Problem description:
Update the items below by changing "keypoint" to "marker" everywhere it occurs, leaving all other wording the same. Omit the pictures from your answer.

Exercise data:
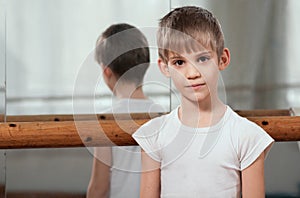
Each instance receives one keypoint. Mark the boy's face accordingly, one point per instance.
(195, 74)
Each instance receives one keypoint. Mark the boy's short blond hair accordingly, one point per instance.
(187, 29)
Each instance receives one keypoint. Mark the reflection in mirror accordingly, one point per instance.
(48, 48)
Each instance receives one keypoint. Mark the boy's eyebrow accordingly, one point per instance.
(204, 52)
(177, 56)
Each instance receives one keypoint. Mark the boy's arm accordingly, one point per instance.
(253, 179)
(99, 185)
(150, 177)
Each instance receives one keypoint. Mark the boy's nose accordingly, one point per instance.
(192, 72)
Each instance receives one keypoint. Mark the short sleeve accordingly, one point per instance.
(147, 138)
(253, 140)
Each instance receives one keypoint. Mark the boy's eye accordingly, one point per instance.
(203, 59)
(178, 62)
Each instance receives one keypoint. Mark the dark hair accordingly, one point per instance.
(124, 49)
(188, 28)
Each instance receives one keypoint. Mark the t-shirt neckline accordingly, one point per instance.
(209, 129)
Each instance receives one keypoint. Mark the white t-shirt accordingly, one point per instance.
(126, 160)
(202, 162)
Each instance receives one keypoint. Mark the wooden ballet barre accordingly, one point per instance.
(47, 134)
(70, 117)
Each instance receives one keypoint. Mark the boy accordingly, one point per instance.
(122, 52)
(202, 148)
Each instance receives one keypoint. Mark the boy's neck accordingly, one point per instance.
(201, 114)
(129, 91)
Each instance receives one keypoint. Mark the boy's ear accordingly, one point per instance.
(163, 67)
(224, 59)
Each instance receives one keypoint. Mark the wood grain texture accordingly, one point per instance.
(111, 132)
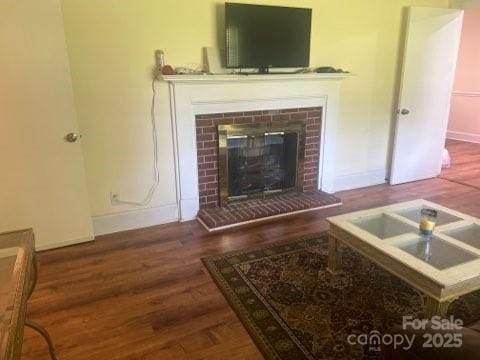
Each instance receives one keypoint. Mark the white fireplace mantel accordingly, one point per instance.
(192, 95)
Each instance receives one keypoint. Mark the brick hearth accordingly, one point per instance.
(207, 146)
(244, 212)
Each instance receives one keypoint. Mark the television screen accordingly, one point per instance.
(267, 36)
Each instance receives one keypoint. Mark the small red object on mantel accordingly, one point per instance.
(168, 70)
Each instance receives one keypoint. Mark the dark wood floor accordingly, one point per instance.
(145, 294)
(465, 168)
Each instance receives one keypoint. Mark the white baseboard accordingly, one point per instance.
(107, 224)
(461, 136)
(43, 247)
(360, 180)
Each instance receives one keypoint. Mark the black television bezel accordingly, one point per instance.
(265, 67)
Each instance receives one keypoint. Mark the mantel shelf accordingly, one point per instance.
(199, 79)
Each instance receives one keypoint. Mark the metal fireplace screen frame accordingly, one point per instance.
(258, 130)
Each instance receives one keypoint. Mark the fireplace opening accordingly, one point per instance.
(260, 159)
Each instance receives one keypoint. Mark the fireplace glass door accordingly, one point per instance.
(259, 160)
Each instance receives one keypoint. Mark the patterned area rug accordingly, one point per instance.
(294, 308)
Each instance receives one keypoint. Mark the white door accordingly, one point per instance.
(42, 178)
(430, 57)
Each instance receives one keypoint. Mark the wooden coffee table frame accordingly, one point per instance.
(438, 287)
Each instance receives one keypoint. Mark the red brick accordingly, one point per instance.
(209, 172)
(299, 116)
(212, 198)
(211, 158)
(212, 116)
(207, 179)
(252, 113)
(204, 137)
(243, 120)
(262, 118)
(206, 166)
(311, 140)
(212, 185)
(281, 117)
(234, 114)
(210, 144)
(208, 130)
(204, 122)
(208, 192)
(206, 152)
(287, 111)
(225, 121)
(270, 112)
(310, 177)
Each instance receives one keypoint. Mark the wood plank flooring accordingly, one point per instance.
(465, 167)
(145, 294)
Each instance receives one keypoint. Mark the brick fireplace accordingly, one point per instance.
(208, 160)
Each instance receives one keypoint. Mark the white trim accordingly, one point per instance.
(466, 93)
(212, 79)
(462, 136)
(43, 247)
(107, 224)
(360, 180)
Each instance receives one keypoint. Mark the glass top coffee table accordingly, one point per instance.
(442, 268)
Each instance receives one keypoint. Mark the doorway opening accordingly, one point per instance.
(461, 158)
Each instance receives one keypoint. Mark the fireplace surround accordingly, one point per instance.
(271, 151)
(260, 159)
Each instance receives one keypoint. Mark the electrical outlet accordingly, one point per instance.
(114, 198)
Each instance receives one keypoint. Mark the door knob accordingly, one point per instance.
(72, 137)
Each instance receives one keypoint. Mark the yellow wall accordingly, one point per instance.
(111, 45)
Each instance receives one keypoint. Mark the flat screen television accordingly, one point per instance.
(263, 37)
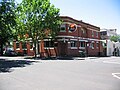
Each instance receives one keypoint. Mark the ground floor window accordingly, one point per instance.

Response for this exercise:
Each instance receives one marker. Mark the boy's face accordingly, one point per instance.
(195, 74)
Each instance receives one marker. Mark the boy's short blond hair accordingly, one point per instance.
(187, 29)
Each instance receives one marker. Mark the reflection in mirror accordingly, one point per instance.
(48, 48)
Each instance receives one marker. Mark the boy's eyebrow accordingly, one point per instance.
(204, 52)
(177, 56)
Each instance receives one marker. Mark the boy's arm accordingly, one point per instance.
(253, 179)
(99, 185)
(150, 177)
Each instance receives one marker. Mark the boy's nose accordingly, one point per instance.
(192, 72)
Each instance receives one marker. Mark the short sleeve accordingly, one point per instance.
(147, 138)
(253, 140)
Each instance receives one marker. Mark the boy's eye accordingly, one point per instance.
(203, 59)
(178, 62)
Each instance receives one marker. Mark the dark hair accordingly, one point per instance.
(124, 49)
(188, 28)
Each instance receives one marker. Mark the t-shirt neckline accordingly, one point per instance.
(209, 129)
Each instance receives one marker. Mark the white t-shirt accordingly, one point per instance.
(126, 160)
(202, 162)
Each instance receives one marker. Mark the wooden ballet barre accordingly, one point per instance.
(47, 134)
(70, 117)
Each instance receives one marker. Mark the boy accordingly, one point per instance.
(122, 52)
(202, 148)
Each instance receives one marker. Mark the boy's neck accordingly, one point per instance.
(201, 114)
(129, 91)
Each instance receives one marker. Mark the boy's ear accordingly, one point per instance.
(163, 67)
(224, 59)
Each instance receives one marker. Mark the wood grain texture accordingly, one point per instance.
(111, 132)
Each instance receives one marker. Mark the white fireplace mantel accordingly, one point per instance.
(192, 95)
Each instance receives one marker. Mark the brick hearth accordingly, one point per instance.
(207, 146)
(244, 212)
Each instance receives one marker. Mark the television screen accordingly, one point per instance.
(267, 36)
Each instance receives one marker. Mark the small red object on mantel accordingly, one point per instance.
(168, 70)
Each instance receives one marker. Mark the dark wood floor accordingly, one point per instance.
(145, 294)
(465, 168)
Each instance receives one marker. Mark the white baseboard accordingly, one point per instance.
(107, 224)
(461, 136)
(43, 247)
(360, 180)
Each instance receives one marker. Mark the black television bezel accordingly, one point per instance.
(265, 67)
Each instance receives one marker. Mark the mantel shelf accordingly, one point per instance.
(199, 79)
Each instance receives one marker. Mark the metal fireplace screen frame accordingly, one point per instance.
(258, 130)
Each instance receives one marker. Mark the fireplace opening accordingly, one point per instance.
(260, 159)
Each instance receives one marker. Mark the fireplace glass door accordingly, one point per instance.
(259, 160)
Each instance receives one marker. Mark the patterned area rug accordingly, one point per instance.
(294, 308)
Each instance receives one marker. Mark the white door accordingly, one point per instance.
(42, 178)
(430, 57)
Each instance receives one marker. Mark the wooden coffee table frame accordingly, one point per instance.
(438, 287)
Each instance receives one marker. Mark the red brick accordingly, one point per instance.
(209, 172)
(299, 116)
(212, 198)
(211, 158)
(212, 116)
(207, 179)
(252, 113)
(204, 137)
(243, 120)
(262, 118)
(206, 166)
(311, 140)
(212, 185)
(281, 117)
(234, 114)
(210, 144)
(208, 130)
(204, 122)
(208, 192)
(206, 152)
(287, 111)
(225, 121)
(270, 112)
(310, 177)
Each instance receives one marker. Mark the wood plank flooring accordingly, one point per instance.
(465, 167)
(145, 294)
Each instance receives one marker. Mark the brick fireplace accordingly, one point per instance.
(208, 160)
Each instance receives one marker. Mark the white trim accordingly, one point per instance.
(466, 93)
(212, 79)
(462, 136)
(43, 247)
(107, 224)
(360, 180)
Each instance receives one marker. Mark the glass top coffee table accordingly, one point per instance.
(442, 268)
Each instance receives one marker. Mark the doorway opening accordingly, one point per instance.
(461, 158)
Each instance receives one marker. Mark the fireplace surround accordingly, one point per instance.
(271, 151)
(260, 159)
Each instance receives one marker. Mark the electrical outlet accordingly, one point per instance.
(114, 198)
Each instance receives one marker. Mark the door knob accordingly, one point per instance.
(72, 137)
Each instance receives one marker. Mark the yellow wall accordingly, one point per instance.
(111, 45)
Each instance receives one marker. Mark the flat screen television accordingly, one point per instance.
(263, 37)
Each instance receives one marker. Mark the ground floor window accordingly, one point per instance.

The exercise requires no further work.